» **Texto de origem**
● ● ● ● ● ● ●

Outro efeito desejável seria a construção de hospitais com espaços mais abertos, com jardins floridos e agradáveis. “A questão do conforto ambiental é central na discussão sobre arquitetura e saúde”, enfatiza Carvalho.

•        Lelé

Uma referência nesse sentido é a Rede Sarah de Hospitais de Reabilitação, presente em oito estados brasileiros. Os hospitais, projetados pelo arquiteto carioca João Filgueiras Lima (1932-2014), conhecido como Lelé, caracterizam-se pela busca de racionalização no uso dos espaços.

A unidade de Salvador se destaca por um sistema de ventiladores instalados em túneis subterrâneos que mantêm a temperatura agradável, dispensando o uso de ar-condicionado em praticamente todo o hospital. “Ambientes naturalmente arejados contribuem para a eficiência energética do prédio, proporcionando mais conforto aos usuários com menor gasto de energia. Isso é relevante em um país de clima tropical”, diz o antropólogo Antônio Risério, autor de A casa no Brasil (Topbooks, 2019).

● ● ● ● ● ● ●

» **Instrução de trabalho A**
Indique se cada afirmação a seguir está de acordo com o texto sobre arquitetura hospitalar, respondendo sim ou não e citando literalmente as palavras do texto que decidem a questão: (i) a Rede Sarah de Hospitais de Reabilitação está presente em oito estados brasileiros; (ii) a unidade de Salvador utiliza ar-condicionado em todo o hospital; (iii) João Filgueiras Lima era um arquiteto paulista.
» **Instrução de trabalho B**
Transcreva, sem qualquer alteração, o trecho do texto sobre arquitetura hospitalar que começa em "Uma referência nesse" e termina em "Brasil (Topbooks, 2019).".
As linhas que se seguem não guardam relação com o texto sobre arquitetura hospitalar.

[Entradas do conjunto de dados]
● ● ● ● ● ● ●

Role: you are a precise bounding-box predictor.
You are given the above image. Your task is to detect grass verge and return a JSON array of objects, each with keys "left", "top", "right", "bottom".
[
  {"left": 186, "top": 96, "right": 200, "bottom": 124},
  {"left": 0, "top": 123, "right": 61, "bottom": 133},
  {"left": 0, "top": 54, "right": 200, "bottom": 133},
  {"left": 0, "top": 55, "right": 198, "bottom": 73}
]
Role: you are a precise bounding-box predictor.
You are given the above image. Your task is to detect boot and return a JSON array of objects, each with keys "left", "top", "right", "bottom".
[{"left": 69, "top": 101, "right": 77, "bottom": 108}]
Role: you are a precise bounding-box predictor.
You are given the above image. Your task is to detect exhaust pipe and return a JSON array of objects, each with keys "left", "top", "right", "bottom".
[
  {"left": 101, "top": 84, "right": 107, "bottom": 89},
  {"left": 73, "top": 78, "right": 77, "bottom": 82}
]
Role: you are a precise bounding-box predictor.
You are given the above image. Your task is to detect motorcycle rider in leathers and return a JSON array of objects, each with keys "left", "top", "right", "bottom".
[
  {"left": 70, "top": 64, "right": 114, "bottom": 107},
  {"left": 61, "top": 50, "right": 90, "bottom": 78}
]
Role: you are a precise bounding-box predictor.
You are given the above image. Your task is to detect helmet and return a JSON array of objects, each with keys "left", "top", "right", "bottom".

● ● ● ● ● ● ●

» **Sua resposta A**
(i) Sim: "presente em oito estados brasileiros".
(ii) Não: "dispensando o uso de ar-condicionado em praticamente todo o hospital".
(iii) Não: "projetados pelo arquiteto carioca João Filgueiras Lima".

» **Sua resposta B**
Uma referência nesse sentido é a Rede Sarah de Hospitais de Reabilitação, presente em oito estados brasileiros. Os hospitais, projetados pelo arquiteto carioca João Filgueiras Lima (1932-2014), conhecido como Lelé, caracterizam-se pela busca de racionalização no uso dos espaços.

A unidade de Salvador se destaca por um sistema de ventiladores instalados em túneis subterrâneos que mantêm a temperatura agradável, dispensando o uso de ar-condicionado em praticamente todo o hospital. “Ambientes naturalmente arejados contribuem para a eficiência energética do prédio, proporcionando mais conforto aos usuários com menor gasto de energia. Isso é relevante em um país de clima tropical”, diz o antropólogo Antônio Risério, autor de A casa no Brasil (Topbooks, 2019).